LISTED ENTRIES:

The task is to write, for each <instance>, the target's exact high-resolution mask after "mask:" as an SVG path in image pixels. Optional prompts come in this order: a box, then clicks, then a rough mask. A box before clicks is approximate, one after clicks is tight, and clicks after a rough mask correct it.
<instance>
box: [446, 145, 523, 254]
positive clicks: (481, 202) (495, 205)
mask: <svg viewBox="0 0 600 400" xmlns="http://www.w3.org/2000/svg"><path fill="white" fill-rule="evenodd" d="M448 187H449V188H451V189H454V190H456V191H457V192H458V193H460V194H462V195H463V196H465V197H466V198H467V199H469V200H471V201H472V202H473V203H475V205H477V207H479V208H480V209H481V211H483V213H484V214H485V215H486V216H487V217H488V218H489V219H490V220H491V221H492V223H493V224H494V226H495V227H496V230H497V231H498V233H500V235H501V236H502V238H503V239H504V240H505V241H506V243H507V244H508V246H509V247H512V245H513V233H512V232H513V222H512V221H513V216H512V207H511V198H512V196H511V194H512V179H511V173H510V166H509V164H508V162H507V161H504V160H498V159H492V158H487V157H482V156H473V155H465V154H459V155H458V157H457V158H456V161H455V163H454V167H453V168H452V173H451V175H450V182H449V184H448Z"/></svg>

THE PROBLEM: Could you set down exactly the lines from the one containing "box: [446, 145, 523, 254]" through the last line of the records above, both included?

SOLUTION FOR THIS TASK:
box: [446, 145, 523, 254]
positive clicks: (481, 202) (495, 205)
mask: <svg viewBox="0 0 600 400" xmlns="http://www.w3.org/2000/svg"><path fill="white" fill-rule="evenodd" d="M448 187H449V188H451V189H454V190H456V191H457V192H458V193H460V194H462V195H463V196H465V197H466V198H467V199H469V200H471V201H472V202H473V203H475V205H477V207H479V208H480V209H481V211H483V213H484V214H485V215H486V216H487V217H488V218H489V219H490V220H491V221H492V223H493V224H494V226H495V227H496V230H497V231H498V233H500V235H501V236H502V238H503V239H504V240H505V241H506V243H507V244H508V246H509V247H512V245H513V233H512V232H513V222H512V221H513V216H512V207H511V198H512V196H511V194H512V179H511V173H510V166H509V164H508V162H507V161H504V160H498V159H492V158H487V157H482V156H473V155H465V154H459V155H458V157H457V158H456V161H455V163H454V167H453V168H452V173H451V175H450V182H449V184H448Z"/></svg>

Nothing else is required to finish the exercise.